>> start RECORDS TO USE

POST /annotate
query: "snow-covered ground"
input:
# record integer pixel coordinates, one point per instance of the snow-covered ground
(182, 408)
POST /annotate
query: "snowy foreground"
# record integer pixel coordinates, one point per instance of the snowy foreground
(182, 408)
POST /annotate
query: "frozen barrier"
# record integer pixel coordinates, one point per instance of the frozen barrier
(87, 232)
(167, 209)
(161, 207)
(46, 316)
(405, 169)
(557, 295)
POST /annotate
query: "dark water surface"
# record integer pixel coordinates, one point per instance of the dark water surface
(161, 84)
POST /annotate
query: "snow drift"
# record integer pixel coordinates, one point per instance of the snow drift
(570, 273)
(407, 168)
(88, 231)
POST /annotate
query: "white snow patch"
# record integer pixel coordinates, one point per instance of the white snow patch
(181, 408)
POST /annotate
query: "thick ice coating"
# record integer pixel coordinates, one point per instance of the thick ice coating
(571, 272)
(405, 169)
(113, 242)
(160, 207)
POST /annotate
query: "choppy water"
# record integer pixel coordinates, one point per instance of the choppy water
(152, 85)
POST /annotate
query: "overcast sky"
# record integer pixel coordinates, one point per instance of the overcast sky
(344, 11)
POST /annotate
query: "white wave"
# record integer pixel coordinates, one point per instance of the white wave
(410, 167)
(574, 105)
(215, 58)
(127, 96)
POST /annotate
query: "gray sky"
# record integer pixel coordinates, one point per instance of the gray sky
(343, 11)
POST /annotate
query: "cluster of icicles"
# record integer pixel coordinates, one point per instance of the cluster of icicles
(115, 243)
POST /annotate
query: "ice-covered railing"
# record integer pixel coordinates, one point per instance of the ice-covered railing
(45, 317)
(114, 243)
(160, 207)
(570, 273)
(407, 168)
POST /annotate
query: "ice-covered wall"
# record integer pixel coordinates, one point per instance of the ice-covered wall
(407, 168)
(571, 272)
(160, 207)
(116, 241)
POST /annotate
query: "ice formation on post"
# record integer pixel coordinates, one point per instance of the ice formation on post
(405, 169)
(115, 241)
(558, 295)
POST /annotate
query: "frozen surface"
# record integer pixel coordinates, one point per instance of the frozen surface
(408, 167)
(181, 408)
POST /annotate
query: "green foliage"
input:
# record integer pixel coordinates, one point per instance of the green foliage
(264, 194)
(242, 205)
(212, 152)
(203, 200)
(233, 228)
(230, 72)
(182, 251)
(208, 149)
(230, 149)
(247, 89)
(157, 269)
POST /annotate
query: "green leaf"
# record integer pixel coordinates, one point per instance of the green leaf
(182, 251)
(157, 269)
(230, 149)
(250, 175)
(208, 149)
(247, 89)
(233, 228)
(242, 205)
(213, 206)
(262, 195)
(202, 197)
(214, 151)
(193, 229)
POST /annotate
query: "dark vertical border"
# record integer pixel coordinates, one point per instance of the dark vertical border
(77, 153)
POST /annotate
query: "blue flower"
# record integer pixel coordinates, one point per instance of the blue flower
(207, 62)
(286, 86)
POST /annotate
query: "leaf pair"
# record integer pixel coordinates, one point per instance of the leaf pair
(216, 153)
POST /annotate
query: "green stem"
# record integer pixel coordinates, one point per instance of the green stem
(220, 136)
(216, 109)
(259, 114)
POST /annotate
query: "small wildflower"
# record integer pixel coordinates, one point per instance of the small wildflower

>> end RECORDS TO USE

**PROBLEM DESCRIPTION**
Repeat the records above exactly.

**ANSWER TO THIS PROBLEM**
POST /annotate
query: "snow-covered ground"
input:
# record integer pixel coordinates, one point per instance of the snow-covered ground
(182, 408)
POST /annotate
query: "snowy foreground"
# record integer pixel coordinates, one point per instance of the snowy foreground
(182, 408)
POST /annotate
query: "frozen barrier"
# record integer pixel coordinates, one point per instance of the frozen barrier
(87, 232)
(167, 209)
(161, 207)
(46, 316)
(405, 169)
(557, 295)
POST /annotate
query: "dark water surface"
# record integer pixel coordinates, one point per instance of the dark water surface
(161, 84)
POST /annotate
query: "snow drift"
# record integer pixel coordinates, one point per instance of the snow drift
(570, 273)
(407, 168)
(88, 231)
POST /annotate
query: "white snow patch"
# record integer pixel coordinates, one point per instance of the white snow patch
(181, 408)
POST /annotate
query: "thick ice coating"
# record integer pixel coordinates, one point per instance of the thick ice coating
(571, 272)
(405, 169)
(113, 242)
(160, 207)
POST /annotate
query: "choppy water"
# record integer pixel coordinates, one point per instance of the choppy water
(152, 85)
POST /annotate
query: "overcast sky"
# record integer pixel coordinates, one point per instance of the overcast sky
(344, 11)
POST /annotate
query: "white wave"
# record integer pixel coordinates, one point per instance of the white wave
(410, 167)
(574, 105)
(215, 58)
(127, 96)
POST /annotate
query: "gray sky"
# record integer pixel coordinates, one point per instance of the gray sky
(343, 11)
POST /annotate
query: "cluster of icicles"
# record integer pixel coordinates, one point per instance of the cluster of icicles
(115, 243)
POST /annotate
query: "ice-covered railing"
# record integer pixel coordinates, one point per instance of the ice-covered railing
(45, 317)
(114, 243)
(160, 207)
(570, 273)
(407, 168)
POST /annotate
query: "ice-covered wall"
# record integer pixel coordinates, one point per instance of the ice-covered wall
(407, 168)
(571, 272)
(160, 207)
(116, 241)
POST /annotate
query: "ice formation on post"
# record integer pixel coordinates, one point per instance of the ice formation on post
(405, 169)
(115, 241)
(558, 295)
POST /annotate
query: "frozen surface"
# record integer pixel coordinates, one point per instance of the frozen surface
(408, 167)
(181, 408)
POST /annotate
query: "green foliage"
input:
# record integer pixel coordinates, one point per instance of the green foliage
(264, 194)
(242, 205)
(212, 152)
(203, 200)
(233, 228)
(230, 72)
(182, 251)
(208, 149)
(230, 149)
(247, 89)
(157, 269)
POST /annotate
query: "green leaf"
# record integer pixel coordinates, one point per instance of the green leaf
(182, 251)
(157, 269)
(230, 149)
(250, 175)
(208, 149)
(247, 89)
(233, 228)
(242, 205)
(213, 206)
(262, 195)
(202, 197)
(214, 151)
(193, 229)
POST /annotate
query: "dark vertical border"
# record integer pixel coordinates, one point per instance of the dark vertical border
(77, 153)
POST /annotate
query: "blue flower"
# record integer pixel coordinates, one point per instance of the blue flower
(207, 62)
(286, 86)
POST /annotate
query: "leaf pair"
# record integer pixel coordinates, one point per instance of the leaf pair
(216, 153)
POST /annotate
query: "green stem"
# record integer pixel coordinates, one point per instance of the green stem
(220, 136)
(216, 109)
(259, 114)
POST /annotate
query: "small wildflower"
# record integer pixel coordinates, one point per instance of the small wildflower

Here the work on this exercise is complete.